[[ SUPPLIED PASSAGE open ]]

Herman Sameisky

REU 2011

General Information

 Email: hjs66@cornell.edu Office: 244 CoRE, Rutgers Busch Campus School: Cornell University Project: Pebbling and k Class-0 Subgraphs Mentor: Eugene Fiorini Partner: Cristina Cabrera

Week 1

During this adjustment period I did the basic work to introduce myself to the wonderful world that is pebbling. I also found that I have a great interest in Graham's Conjecture and am hoping to pursue related topics.

Week 2

I expanded on previous results that had shown that for any k there exists a complete graph that is k Class-0. I then moved to studying the 2 pebbling property (2pp) which seems to play a central role in the field of pebbling. I also looked at the complexity of finding the pebbling number of a graph and have attempted to look into finding a formula for a higher bound for the pebbling number of a graph.

Week 3

Gene helped us decide on a project which we can definitely make progress on over the course of the summer. We are looking at a specific graph of size 6, diameter 2 and girth 3. It's semi regularity and high symmetry make it an excellent model for future generalizations. We are going to attempt to show that this graph multiplied by itself follows Graham's Conjecture.

Week 4

We have determined that the pebbling number of the given graph is 7. Therefore the pebbling number of the product must be less than or equal to 49. Since it is a rather large graph, size 36, any straight forward approach has failed. It is not at all obvious how to proceed or how one can pebble such a large graph. Perhaps only working on general principles would be easier.

Week 5

We have made great progress in proving the pebbling number of the graph is less than or equal to 49. We found a sufficient condition which seems a lot easier to prove, namely that the product of our original graph and the complete graph on three vertices has a 2 pebbling number of less than or equal to 25.

[[ SUPPLIED PASSAGE closed ]]
[[ PROVIDED MATERIAL open ]]

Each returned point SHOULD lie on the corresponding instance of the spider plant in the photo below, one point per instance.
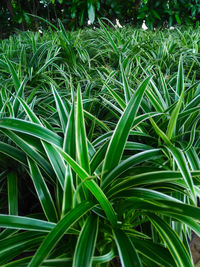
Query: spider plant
(99, 164)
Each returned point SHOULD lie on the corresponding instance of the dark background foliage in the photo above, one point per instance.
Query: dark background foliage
(75, 13)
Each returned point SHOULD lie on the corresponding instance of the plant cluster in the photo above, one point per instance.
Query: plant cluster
(99, 147)
(75, 13)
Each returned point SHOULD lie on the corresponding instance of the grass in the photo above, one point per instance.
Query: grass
(99, 147)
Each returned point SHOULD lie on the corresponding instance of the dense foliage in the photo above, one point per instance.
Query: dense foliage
(76, 13)
(99, 150)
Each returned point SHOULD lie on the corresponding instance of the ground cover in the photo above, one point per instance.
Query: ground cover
(99, 148)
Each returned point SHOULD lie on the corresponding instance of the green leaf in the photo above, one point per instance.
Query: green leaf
(58, 231)
(174, 116)
(43, 192)
(25, 223)
(180, 79)
(172, 240)
(92, 186)
(62, 111)
(12, 193)
(30, 151)
(56, 161)
(91, 11)
(31, 129)
(13, 73)
(150, 250)
(184, 169)
(127, 91)
(81, 141)
(121, 132)
(130, 162)
(85, 246)
(126, 249)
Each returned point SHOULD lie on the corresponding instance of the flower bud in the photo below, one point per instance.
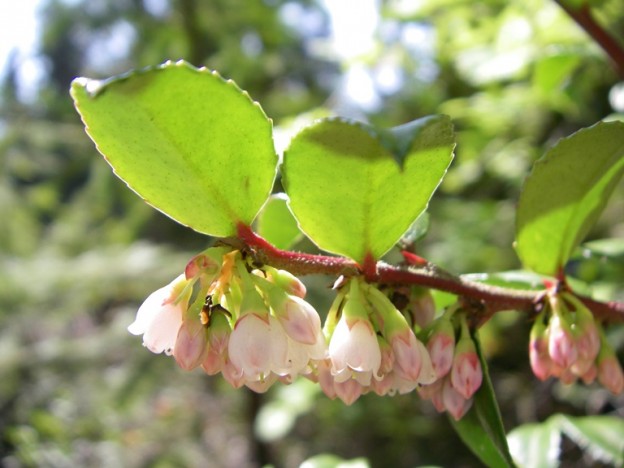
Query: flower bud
(441, 346)
(348, 391)
(541, 364)
(466, 373)
(191, 344)
(561, 343)
(353, 344)
(454, 401)
(159, 318)
(422, 306)
(285, 280)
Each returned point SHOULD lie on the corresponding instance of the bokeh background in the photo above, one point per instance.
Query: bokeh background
(79, 251)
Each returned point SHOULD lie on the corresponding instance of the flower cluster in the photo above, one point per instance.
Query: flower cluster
(251, 325)
(567, 343)
(456, 364)
(372, 347)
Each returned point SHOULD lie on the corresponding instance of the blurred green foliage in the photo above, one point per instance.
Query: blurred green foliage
(79, 251)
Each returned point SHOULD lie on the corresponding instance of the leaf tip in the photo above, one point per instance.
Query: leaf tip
(91, 87)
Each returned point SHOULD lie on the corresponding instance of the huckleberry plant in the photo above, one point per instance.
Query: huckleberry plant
(198, 149)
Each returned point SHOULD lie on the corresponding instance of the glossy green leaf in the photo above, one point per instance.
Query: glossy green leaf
(481, 428)
(565, 194)
(192, 144)
(536, 444)
(355, 191)
(276, 223)
(601, 436)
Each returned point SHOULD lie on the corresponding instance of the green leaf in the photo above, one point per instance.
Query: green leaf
(276, 223)
(536, 444)
(601, 436)
(481, 428)
(355, 191)
(192, 144)
(565, 194)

[[ PROVIDED MATERIAL closed ]]

EXERCISES TO COMPLETE:
1. Decide whether each statement agrees with the REU journal. Answer yes or no, and quote the words of the journal that settle it.
(a) The pebbling number of the graph chosen in Week 3 is 7.
(b) The graph chosen in Week 3 has diameter 3.
(c) The product of that graph with itself has size 36.
2. Pick up the REU journal on pebbling after its last sentence and continue it.
The records come from a different source than the REU journal.

TASK-BY-TASK RESULTS:
1.
(a) Yes: "We have determined that the pebbling number of the given graph is 7."
(b) No: "a specific graph of size 6, diameter 2 and girth 3."
(c) Yes: "Since it is a rather large graph, size 36"

2.
Week 6

This problem has proved to be difficult. However, we have made some prograss by working on cases. We have split the graph into two pieces and are looking at when pebbles are in either piece. Out of the 25 cases we have easily verified 20.

Week 7

We have continued working and with help from Gene we have solved 3 more cases. However, the last two cases seem to be near impossible. I have formulated many ideas on how to pebble these, but they all fail. I am starting to think there may not be a general way of pebbling these cases. Still every arrangement we try is solvable. I am confident our original hypothesis is correct, but whether it can be verified with this approach I am unsure.

Week 8

We have continued trying to solve these 2 cases, but with little success. To be honest this last week was filled with many goodbyes and I didn't get as much work done as I had hoped. Overall I think it was a good summer and I made a lot of good work on my project. I have several new questions which I hope to work on in the future as well as continuing this one.